> _PAGE EXCERPT_:
=== Section Start ===
Start Containerizing your LLM Apps
A hobby project to learn containerization, cloud deployment, and automation with Ollama, MCP, and CI/CD
Containerizing LLM Apps
If you wanted to gain real-world experience in containerizing applications, and get on the LLM train, start a hobby project: package an open-source LLM and a simple MCP orchestrator, then deploy it so you can share it with your friends to test.
This guide walks through the process and shares tips for cloud deployment and automation.
✏️ Prerequisites
- Ollama (for LLM)
- Node.js (for MCP server)
- Docker
- (Optional) Free-tier AWS or GCP accounts for cloud deployment
💬 Step 1: Get the Model (GGUF)
Download the GGUF file for your chosen model (e.g., from Hugging Face):
wget https://huggingface.co/TheBloke/gpt-oss-GGUF/resolve/main/gpt-oss.Q4_K_M.gguf -O ./models/gpt-oss.gguf
Model size and hardware
Many GGUF models are large (hundreds of MBs to multiple GBs). Before you download:
- Check the model page for the exact file size and quantization options (Q4, Q8, etc.).
=== Section End ===
> _SOURCE DATA_:
=== Section Start ===
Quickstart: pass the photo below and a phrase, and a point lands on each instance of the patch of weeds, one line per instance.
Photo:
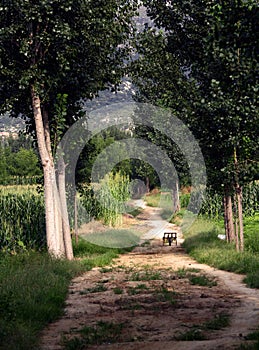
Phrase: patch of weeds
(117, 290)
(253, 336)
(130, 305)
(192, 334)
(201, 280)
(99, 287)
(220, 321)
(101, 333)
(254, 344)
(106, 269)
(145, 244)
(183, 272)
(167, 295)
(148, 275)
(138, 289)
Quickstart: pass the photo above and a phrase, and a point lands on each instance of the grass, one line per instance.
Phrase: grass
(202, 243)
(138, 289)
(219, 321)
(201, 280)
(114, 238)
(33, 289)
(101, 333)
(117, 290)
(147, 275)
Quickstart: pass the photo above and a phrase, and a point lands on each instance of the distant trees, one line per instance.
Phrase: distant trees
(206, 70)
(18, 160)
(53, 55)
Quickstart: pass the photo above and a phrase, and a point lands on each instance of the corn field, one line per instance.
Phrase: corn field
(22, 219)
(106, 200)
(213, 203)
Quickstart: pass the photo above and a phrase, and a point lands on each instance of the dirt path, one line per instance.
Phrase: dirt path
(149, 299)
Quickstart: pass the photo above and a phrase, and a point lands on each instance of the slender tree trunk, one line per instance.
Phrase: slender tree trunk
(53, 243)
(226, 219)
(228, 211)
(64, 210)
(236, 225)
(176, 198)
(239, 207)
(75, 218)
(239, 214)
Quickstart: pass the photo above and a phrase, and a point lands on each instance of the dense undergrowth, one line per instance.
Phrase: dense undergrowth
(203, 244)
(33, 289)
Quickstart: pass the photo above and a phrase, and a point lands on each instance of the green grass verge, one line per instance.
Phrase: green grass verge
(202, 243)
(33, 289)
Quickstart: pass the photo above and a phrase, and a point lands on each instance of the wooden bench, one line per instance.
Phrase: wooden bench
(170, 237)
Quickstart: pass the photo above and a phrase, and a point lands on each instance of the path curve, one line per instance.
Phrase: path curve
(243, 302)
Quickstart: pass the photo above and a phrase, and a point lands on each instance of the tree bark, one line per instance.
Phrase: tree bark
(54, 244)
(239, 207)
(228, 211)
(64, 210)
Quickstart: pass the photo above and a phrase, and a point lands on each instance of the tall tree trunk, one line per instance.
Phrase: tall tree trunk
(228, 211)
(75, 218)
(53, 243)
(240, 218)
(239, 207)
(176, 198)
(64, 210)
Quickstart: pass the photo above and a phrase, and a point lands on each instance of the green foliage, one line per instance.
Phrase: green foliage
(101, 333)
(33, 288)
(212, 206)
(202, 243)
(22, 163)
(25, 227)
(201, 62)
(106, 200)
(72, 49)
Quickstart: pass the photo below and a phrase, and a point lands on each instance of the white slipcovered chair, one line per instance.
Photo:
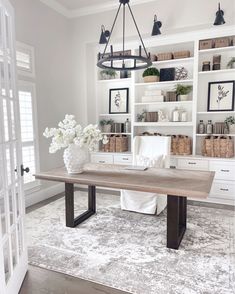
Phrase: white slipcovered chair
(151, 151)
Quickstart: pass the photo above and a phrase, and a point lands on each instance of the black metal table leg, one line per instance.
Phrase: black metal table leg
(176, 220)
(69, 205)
=== Section End ===
> _PROMPT_: Continue the guide to containerizing LLM apps, starting right after its last line about checking the model page for file size and quantization options.

> _RESPONSE AREA_:
- CPU-only machines can run quantized models slowly; for comfortable performance consider a machine with a GPU or high-core-count CPU and >=16GB RAM for mid-sized models. Smaller quantized models can run on modern laptops but expect higher latency.
🐳 Step 2: Dockerize Ollama with the Model
There are multiple models to choose from, in this excerpt, we're using gpt-oss.
Create a Dockerfile to build a container with Ollama and your GGUF model:
FROM ollama/ollama:latest
COPY models/gpt-oss.gguf /models/gpt-oss.gguf
RUN ollama create gpt-oss -f /models/gpt-oss.gguf
EXPOSE 11434
CMD ["ollama", "serve"]
Build and run the container locally:
docker build -t my-ollama-llm .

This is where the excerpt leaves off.